> **AIM OF THE TASK**:
Write out the data exactly from its first line onward, ending with the line in which "box: [210, 145, 332, 214]" appears.

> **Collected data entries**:
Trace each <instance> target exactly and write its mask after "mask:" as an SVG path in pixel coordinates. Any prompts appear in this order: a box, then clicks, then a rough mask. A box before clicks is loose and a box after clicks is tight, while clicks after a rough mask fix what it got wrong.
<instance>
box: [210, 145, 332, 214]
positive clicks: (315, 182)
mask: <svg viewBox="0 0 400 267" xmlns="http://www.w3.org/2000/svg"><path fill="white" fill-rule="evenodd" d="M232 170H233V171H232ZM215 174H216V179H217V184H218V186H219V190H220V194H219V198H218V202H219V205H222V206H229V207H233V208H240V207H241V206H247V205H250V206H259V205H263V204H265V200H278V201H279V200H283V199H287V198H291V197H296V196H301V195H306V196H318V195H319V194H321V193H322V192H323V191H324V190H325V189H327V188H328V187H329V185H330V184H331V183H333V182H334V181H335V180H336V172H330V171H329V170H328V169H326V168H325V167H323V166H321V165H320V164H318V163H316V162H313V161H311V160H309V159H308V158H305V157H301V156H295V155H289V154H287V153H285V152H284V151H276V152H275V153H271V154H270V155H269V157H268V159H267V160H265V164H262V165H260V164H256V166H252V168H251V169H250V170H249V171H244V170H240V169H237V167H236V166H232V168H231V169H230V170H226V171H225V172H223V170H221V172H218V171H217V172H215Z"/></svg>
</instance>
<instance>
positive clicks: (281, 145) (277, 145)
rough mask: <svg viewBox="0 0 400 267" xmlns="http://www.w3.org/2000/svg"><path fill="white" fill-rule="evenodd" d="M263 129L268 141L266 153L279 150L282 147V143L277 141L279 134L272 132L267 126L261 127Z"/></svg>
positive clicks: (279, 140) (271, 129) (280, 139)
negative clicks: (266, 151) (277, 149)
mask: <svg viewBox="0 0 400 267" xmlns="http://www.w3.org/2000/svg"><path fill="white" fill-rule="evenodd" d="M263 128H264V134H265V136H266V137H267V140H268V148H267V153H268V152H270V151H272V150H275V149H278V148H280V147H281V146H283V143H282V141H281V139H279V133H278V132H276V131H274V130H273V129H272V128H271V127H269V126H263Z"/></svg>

> **ANSWER TO THIS EXERCISE**:
Trace each <instance> target exactly and write its mask after "mask:" as an SVG path in pixel coordinates. Any prompts appear in this order: a box, then clicks, then a rough mask. A box before clicks is loose and a box after clicks is tight, while clicks after a rough mask fix what it got wrong.
<instance>
box: [210, 145, 332, 214]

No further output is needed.